● **STATED TASK 1**: Summarize the forum thread on freebsd-update in two sentences.
● **STATED TASK 2**: Decide whether each statement agrees with the forum thread on freebsd-update, answering yes or no and quoting the words of the thread that settle it: (a) The user is trying to update the instances to 13.1-RELEASE-p5. (b) The updates for the affected files were downloaded despite the local changes. (c) The reply recommends reinstalling the system.
● **STATED TASK 3**: From the forum thread on freebsd-update, extract the stretch from "You may want" through "wiscodisco (Dec 29, 2022)" without changing a word.

● **PAGE TEXT**:
# freebsd-update 13.1.p1 to 13.1.p5 modified file issue.



## wiscodisco (Dec 27, 2022)

Hello,
I've got a dozen 13.1-RELEASE-p1 amd4 instances that I'm attempting to update to 13.1-RELEASE-p5.  When I run

`freebsd-update fetch` 
I get...

The following files are affected by updates. No changes have
been downloaded, however, because the files have been modified
locally:
/var/db/etcupdate/current/etc/mtree/BSD.usr.dist
/var/db/etcupdate/log
/var/db/mergemaster.mtree

How do I resolve this issue?  Thanks for your help!


----------



## Understudy (Dec 29, 2022)

You may want to clean the directory. You can view this here.
https://forums.FreeBSD.org/threads/is-it-safe-to-clean-var-db-freebsd-update-files.45204/post-375328


----------



## wiscodisco (Dec 29, 2022)

● **SOURCE DATA**:
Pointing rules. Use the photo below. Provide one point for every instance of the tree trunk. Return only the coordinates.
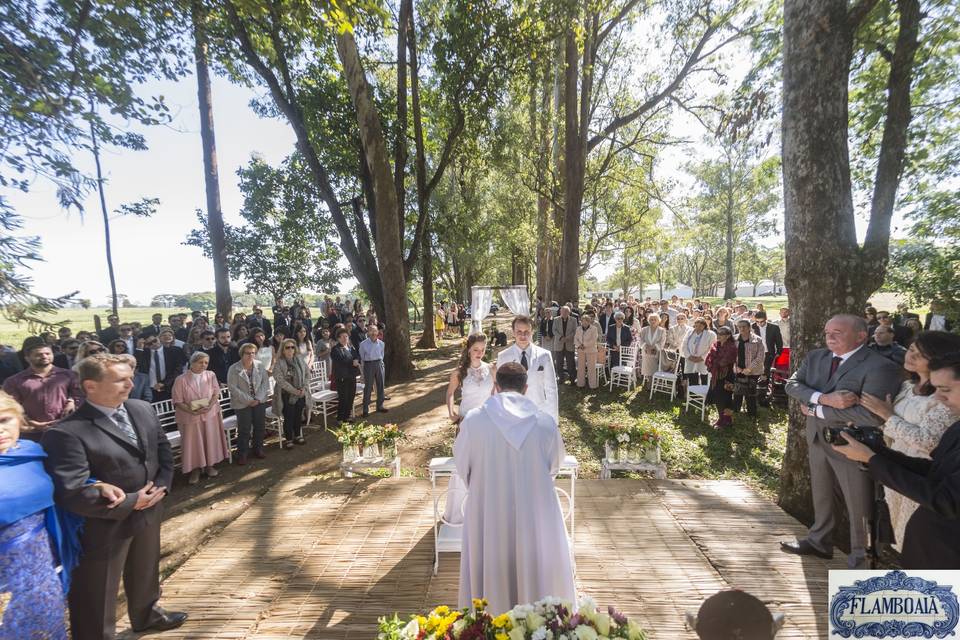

● **RESPONSE 1**: A user trying to update a dozen 13.1-RELEASE-p1 amd4 instances to 13.1-RELEASE-p5 reports that running freebsd-update fetch downloads no changes because three files have been modified locally. A reply suggests cleaning the directory and links to a forum post on the subject.

● **RESPONSE 2**:
(a) Yes: "I'm attempting to update to 13.1-RELEASE-p5."
(b) No: "No changes have been downloaded, however, because the files have been modified locally."
(c) No: "You may want to clean the directory."

● **RESPONSE 3**:
You may want to clean the directory. You can view this here.
https://forums.FreeBSD.org/threads/is-it-safe-to-clean-var-db-freebsd-update-files.45204/post-375328


----------



## wiscodisco (Dec 29, 2022)